** Document extract **
A few days later Tessa, Trevor, Kimberly, and Vance go to Seattle to celebrate book publishing at a club. Tessa gets drunk and started dancing, accidentally kissing a stranger because she imagined him to be Hardin. She later drunk calls him about it and he drives all the way to Seattle to see her.

Trevor shows up to Tessa's hotel room after they accidentally switched phones in the car ride back from the club. Shortly after Trevor walks into her hotel room, Hardin arrives banging on the door where he finds Tessa and Trevor. After Hardin tries to fight Trevor, Tessa tells Trevor to leave so she can calm Hardin down. Hardin asks her if she's slept with him and after she responds no he proceeds to ask her if she wanted to. Tessa plays on his feels for her in response and seduces Hardin to sleep with her. After trying to deny her, he and Tessa make love. He tells her he loves her repeatedly and she drunkenly shushes him until she falls asleep.

[Text-to-region grounding records]

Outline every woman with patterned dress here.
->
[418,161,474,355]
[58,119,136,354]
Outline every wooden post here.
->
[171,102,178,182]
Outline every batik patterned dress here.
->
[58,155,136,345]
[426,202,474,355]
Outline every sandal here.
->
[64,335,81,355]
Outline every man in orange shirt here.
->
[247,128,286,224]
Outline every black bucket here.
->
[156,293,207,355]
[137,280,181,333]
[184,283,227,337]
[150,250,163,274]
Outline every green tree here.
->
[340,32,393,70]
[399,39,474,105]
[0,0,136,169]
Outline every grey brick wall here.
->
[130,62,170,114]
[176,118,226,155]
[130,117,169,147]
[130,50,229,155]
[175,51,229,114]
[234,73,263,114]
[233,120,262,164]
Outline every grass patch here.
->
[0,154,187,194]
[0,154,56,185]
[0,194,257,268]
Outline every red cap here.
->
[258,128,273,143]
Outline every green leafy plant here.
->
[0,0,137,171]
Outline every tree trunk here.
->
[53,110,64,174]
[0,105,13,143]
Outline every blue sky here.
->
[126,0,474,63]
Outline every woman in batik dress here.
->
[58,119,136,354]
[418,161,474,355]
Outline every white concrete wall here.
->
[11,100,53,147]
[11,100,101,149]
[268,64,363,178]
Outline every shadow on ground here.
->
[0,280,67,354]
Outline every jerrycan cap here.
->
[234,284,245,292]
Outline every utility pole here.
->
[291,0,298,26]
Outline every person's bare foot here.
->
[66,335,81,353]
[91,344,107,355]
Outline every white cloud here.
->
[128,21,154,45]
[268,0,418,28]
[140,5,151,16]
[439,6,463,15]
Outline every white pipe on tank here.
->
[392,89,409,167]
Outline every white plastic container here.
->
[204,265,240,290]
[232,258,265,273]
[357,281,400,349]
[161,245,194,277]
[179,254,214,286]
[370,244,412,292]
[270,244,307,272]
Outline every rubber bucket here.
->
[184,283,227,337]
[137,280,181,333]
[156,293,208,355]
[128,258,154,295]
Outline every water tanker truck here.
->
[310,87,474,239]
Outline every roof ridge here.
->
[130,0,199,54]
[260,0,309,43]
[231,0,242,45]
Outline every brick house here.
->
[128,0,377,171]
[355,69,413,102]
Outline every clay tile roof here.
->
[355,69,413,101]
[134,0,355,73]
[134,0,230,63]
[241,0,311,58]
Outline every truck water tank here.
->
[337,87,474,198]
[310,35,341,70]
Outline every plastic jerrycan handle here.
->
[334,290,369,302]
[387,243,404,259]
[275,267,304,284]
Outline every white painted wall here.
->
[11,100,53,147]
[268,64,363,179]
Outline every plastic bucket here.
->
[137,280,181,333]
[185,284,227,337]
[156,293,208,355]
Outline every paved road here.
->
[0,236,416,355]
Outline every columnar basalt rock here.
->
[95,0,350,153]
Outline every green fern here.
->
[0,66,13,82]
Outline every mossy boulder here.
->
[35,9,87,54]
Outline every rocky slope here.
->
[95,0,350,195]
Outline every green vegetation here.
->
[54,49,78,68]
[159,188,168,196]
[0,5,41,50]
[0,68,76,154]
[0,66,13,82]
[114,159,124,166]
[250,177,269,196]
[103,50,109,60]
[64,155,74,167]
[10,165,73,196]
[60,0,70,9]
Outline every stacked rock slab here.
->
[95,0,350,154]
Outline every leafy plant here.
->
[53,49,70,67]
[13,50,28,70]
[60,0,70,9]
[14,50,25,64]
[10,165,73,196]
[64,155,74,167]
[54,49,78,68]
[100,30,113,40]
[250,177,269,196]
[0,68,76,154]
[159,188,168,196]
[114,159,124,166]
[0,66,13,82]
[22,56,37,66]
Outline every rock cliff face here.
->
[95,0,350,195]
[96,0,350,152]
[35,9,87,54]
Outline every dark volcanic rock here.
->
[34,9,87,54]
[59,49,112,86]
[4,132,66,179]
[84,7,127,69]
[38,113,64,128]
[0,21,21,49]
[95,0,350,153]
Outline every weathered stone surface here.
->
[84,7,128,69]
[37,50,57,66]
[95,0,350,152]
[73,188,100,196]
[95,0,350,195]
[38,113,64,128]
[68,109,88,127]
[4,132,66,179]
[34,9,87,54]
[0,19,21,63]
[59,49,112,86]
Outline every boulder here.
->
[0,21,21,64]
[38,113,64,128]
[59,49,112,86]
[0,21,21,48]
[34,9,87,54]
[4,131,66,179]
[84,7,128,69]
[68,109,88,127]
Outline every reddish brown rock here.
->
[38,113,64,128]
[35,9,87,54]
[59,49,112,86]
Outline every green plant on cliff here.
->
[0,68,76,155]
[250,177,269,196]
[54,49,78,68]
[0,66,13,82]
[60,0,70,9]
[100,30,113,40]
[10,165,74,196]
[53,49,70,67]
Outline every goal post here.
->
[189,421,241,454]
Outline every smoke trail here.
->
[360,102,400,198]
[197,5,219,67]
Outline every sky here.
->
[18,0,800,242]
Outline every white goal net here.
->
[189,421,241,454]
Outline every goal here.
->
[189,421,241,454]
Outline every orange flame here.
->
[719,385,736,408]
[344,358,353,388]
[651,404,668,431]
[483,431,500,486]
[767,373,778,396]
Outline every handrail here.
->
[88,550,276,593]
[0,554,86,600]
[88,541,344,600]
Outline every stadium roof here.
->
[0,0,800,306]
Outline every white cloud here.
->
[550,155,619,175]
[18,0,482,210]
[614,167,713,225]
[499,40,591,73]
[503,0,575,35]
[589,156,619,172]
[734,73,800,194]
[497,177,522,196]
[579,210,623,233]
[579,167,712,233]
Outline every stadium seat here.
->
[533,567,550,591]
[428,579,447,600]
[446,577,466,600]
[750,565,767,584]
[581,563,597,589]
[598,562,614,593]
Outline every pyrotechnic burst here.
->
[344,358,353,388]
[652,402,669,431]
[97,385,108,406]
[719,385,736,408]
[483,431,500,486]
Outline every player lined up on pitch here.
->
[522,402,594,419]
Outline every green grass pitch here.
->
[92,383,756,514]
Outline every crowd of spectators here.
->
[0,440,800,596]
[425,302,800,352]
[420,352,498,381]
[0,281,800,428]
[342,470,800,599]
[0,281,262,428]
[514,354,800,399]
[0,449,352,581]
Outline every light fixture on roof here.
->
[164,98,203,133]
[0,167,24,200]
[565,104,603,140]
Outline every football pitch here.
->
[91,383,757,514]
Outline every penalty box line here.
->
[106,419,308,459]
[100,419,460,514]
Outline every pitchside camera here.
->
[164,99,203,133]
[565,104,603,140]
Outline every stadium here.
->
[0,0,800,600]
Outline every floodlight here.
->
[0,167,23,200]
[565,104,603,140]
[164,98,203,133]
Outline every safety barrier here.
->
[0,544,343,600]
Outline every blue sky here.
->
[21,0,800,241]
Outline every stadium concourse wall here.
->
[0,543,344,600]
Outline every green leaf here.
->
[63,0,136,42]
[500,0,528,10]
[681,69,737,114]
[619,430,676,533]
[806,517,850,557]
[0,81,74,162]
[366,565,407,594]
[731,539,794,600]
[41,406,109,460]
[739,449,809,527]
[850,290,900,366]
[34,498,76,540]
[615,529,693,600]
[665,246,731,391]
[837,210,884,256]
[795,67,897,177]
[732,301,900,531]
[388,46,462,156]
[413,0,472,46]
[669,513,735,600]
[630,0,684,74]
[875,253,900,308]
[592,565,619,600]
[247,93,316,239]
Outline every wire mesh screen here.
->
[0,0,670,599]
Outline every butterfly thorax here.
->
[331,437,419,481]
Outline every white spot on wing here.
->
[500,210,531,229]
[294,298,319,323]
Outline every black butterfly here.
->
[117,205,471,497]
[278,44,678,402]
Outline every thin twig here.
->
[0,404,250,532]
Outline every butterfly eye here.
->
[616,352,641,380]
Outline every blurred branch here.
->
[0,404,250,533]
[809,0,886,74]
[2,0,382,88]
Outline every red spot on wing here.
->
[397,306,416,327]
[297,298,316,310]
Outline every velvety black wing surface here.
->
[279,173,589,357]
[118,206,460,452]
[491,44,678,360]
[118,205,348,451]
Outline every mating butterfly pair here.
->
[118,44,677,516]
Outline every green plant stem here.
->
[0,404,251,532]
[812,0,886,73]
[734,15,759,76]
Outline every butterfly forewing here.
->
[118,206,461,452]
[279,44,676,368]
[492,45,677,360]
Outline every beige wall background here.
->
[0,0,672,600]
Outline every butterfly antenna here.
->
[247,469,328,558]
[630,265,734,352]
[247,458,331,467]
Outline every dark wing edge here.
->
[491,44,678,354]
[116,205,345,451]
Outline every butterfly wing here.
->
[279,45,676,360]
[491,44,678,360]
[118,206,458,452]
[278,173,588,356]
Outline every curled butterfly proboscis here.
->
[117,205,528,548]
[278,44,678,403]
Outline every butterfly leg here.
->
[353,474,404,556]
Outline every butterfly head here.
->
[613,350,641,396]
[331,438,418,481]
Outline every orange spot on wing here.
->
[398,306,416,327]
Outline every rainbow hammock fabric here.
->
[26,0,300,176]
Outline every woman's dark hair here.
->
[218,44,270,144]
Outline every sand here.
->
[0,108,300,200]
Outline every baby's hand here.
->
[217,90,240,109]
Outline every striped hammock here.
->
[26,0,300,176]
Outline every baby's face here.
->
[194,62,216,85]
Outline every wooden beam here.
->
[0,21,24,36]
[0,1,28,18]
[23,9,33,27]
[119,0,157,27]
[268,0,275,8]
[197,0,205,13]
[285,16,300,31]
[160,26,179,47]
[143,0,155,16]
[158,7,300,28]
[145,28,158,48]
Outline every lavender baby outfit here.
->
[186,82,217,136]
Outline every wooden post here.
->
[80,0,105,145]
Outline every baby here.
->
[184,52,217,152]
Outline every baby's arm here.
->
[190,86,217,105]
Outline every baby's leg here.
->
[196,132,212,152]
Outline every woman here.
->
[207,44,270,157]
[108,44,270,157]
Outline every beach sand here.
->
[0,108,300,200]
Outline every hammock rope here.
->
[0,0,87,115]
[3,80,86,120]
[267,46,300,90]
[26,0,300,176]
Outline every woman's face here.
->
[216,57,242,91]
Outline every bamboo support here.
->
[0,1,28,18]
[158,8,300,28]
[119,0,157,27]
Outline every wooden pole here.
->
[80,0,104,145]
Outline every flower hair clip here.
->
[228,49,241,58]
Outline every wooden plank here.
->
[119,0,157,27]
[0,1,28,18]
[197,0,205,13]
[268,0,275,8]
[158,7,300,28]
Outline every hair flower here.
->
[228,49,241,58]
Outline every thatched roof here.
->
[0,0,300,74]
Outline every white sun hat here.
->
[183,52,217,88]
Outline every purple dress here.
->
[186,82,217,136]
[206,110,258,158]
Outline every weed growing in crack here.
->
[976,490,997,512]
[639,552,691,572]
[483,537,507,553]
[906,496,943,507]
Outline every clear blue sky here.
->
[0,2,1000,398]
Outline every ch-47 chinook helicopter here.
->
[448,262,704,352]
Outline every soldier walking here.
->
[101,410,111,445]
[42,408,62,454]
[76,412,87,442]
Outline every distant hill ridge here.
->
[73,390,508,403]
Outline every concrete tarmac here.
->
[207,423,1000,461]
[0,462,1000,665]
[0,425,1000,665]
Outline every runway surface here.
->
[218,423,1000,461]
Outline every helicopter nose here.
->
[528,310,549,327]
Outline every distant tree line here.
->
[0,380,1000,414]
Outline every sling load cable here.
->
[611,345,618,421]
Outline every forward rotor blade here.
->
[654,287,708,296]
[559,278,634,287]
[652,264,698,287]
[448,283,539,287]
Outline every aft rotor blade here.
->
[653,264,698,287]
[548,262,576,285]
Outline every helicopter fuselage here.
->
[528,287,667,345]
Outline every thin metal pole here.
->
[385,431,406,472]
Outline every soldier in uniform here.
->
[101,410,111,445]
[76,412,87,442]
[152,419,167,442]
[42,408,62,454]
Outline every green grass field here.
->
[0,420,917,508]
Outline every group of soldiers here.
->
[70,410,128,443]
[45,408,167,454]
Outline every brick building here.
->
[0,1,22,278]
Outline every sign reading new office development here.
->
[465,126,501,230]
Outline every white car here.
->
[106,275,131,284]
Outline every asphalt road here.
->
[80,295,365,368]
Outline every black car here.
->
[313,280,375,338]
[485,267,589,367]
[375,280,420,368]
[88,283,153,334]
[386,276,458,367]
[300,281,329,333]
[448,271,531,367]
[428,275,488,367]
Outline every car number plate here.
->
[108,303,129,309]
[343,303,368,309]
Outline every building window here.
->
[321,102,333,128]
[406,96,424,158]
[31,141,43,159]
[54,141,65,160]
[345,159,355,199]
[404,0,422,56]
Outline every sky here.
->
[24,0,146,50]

** Task objective **
Please write out the plot summary word for word, starting at "Trevor shows up" and stopping after "she falls asleep.".

** Task solution **
Trevor shows up to Tessa's hotel room after they accidentally switched phones in the car ride back from the club. Shortly after Trevor walks into her hotel room, Hardin arrives banging on the door where he finds Tessa and Trevor. After Hardin tries to fight Trevor, Tessa tells Trevor to leave so she can calm Hardin down. Hardin asks her if she's slept with him and after she responds no he proceeds to ask her if she wanted to. Tessa plays on his feels for her in response and seduces Hardin to sleep with her. After trying to deny her, he and Tessa make love. He tells her he loves her repeatedly and she drunkenly shushes him until she falls asleep.